* **Data excerpts**
┏━━

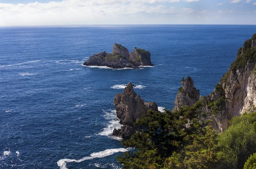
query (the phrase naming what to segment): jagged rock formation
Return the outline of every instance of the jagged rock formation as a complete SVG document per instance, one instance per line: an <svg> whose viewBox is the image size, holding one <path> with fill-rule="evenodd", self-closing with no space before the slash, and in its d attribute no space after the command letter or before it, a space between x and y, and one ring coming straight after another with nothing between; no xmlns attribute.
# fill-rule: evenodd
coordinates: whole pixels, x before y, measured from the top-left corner
<svg viewBox="0 0 256 169"><path fill-rule="evenodd" d="M137 119L145 116L147 111L151 109L158 111L155 102L145 102L133 90L133 85L129 83L122 94L117 94L114 98L116 115L120 123L123 126L121 129L115 129L113 135L128 139L135 133L134 123Z"/></svg>
<svg viewBox="0 0 256 169"><path fill-rule="evenodd" d="M256 110L256 34L239 49L236 59L220 81L229 119Z"/></svg>
<svg viewBox="0 0 256 169"><path fill-rule="evenodd" d="M175 102L175 109L177 110L182 107L195 104L200 97L199 91L194 86L194 82L190 77L186 79L183 78L181 83L182 87L179 89Z"/></svg>
<svg viewBox="0 0 256 169"><path fill-rule="evenodd" d="M181 89L187 92L183 86ZM202 121L211 120L210 124L220 132L227 129L234 117L256 111L256 34L239 49L236 60L214 92L188 109L199 116ZM188 102L183 101L188 100L187 95L179 92L175 103L177 109L173 111L186 109L179 107L180 105L189 106Z"/></svg>
<svg viewBox="0 0 256 169"><path fill-rule="evenodd" d="M84 62L83 65L108 66L114 69L140 69L140 66L153 65L150 56L149 52L136 47L133 52L129 54L127 48L121 45L114 44L112 53L104 52L94 54Z"/></svg>
<svg viewBox="0 0 256 169"><path fill-rule="evenodd" d="M128 49L119 44L114 44L112 53L118 53L120 55L123 56L128 58L130 56Z"/></svg>
<svg viewBox="0 0 256 169"><path fill-rule="evenodd" d="M130 54L130 59L135 63L140 63L142 66L153 66L151 63L150 55L148 51L135 47Z"/></svg>

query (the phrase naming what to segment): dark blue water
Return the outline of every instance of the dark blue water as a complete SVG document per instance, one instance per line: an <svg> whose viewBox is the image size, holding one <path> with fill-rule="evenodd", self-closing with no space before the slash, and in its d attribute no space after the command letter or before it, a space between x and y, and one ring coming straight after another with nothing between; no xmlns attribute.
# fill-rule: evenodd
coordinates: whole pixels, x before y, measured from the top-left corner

┗━━

* **The request**
Render the listing above as a JSON array of strings, with one string for each line and no blank lines. Leave out the pictures.

* **Full response**
[
  "query (the phrase naming what to segment): jagged rock formation",
  "Return the outline of every instance of the jagged rock formation as a complete SVG document per instance, one instance per line: an <svg> whose viewBox is the image size, holding one <path> with fill-rule=\"evenodd\", self-closing with no space before the slash, and in its d attribute no space after the command letter or before it, a space between x and y, and one ring coming straight after another with nothing between; no xmlns attribute.",
  "# fill-rule: evenodd",
  "coordinates: whole pixels, x before y, measured from the top-left corner",
  "<svg viewBox=\"0 0 256 169\"><path fill-rule=\"evenodd\" d=\"M137 119L145 116L147 111L151 109L158 111L155 102L145 102L133 90L133 85L129 83L122 94L117 94L114 98L116 115L120 123L123 126L121 129L115 129L113 135L128 139L135 133L134 123Z\"/></svg>",
  "<svg viewBox=\"0 0 256 169\"><path fill-rule=\"evenodd\" d=\"M256 110L256 34L239 49L236 59L220 81L229 119Z\"/></svg>",
  "<svg viewBox=\"0 0 256 169\"><path fill-rule=\"evenodd\" d=\"M175 102L175 109L177 110L182 107L195 104L200 97L199 91L194 86L194 82L190 77L186 79L183 78L181 83L182 87L179 89Z\"/></svg>",
  "<svg viewBox=\"0 0 256 169\"><path fill-rule=\"evenodd\" d=\"M181 89L187 92L183 86ZM202 121L211 120L210 124L220 132L227 129L234 117L256 111L256 34L239 49L236 60L214 92L188 109L199 116ZM188 102L183 101L188 100L187 95L179 92L175 103L177 109L173 111L186 109L179 107L180 105L189 106Z\"/></svg>",
  "<svg viewBox=\"0 0 256 169\"><path fill-rule=\"evenodd\" d=\"M84 62L83 65L108 66L114 69L140 69L140 66L153 65L150 56L149 52L136 47L133 52L129 54L127 48L121 45L114 44L112 53L104 52L94 54Z\"/></svg>",
  "<svg viewBox=\"0 0 256 169\"><path fill-rule=\"evenodd\" d=\"M128 49L119 44L114 44L112 53L118 53L120 55L123 56L128 58L130 56Z\"/></svg>",
  "<svg viewBox=\"0 0 256 169\"><path fill-rule=\"evenodd\" d=\"M130 54L130 59L135 63L140 63L142 66L153 66L151 63L150 55L148 51L135 47Z\"/></svg>",
  "query (the phrase naming what to segment): dark blue water",
  "Return the outline of every instance of the dark blue water as a complete SVG document per instance, one instance per line: an <svg> whose viewBox is the image size, holding one <path> with fill-rule=\"evenodd\", self-closing with no space before the slash, and in its d attribute no space after the command letter or before it, a space between x and y, and one ring coming straight after another with nothing between; no xmlns attribute.",
  "# fill-rule: evenodd",
  "coordinates: whole pixels, x before y, measured from the top-left corner"
]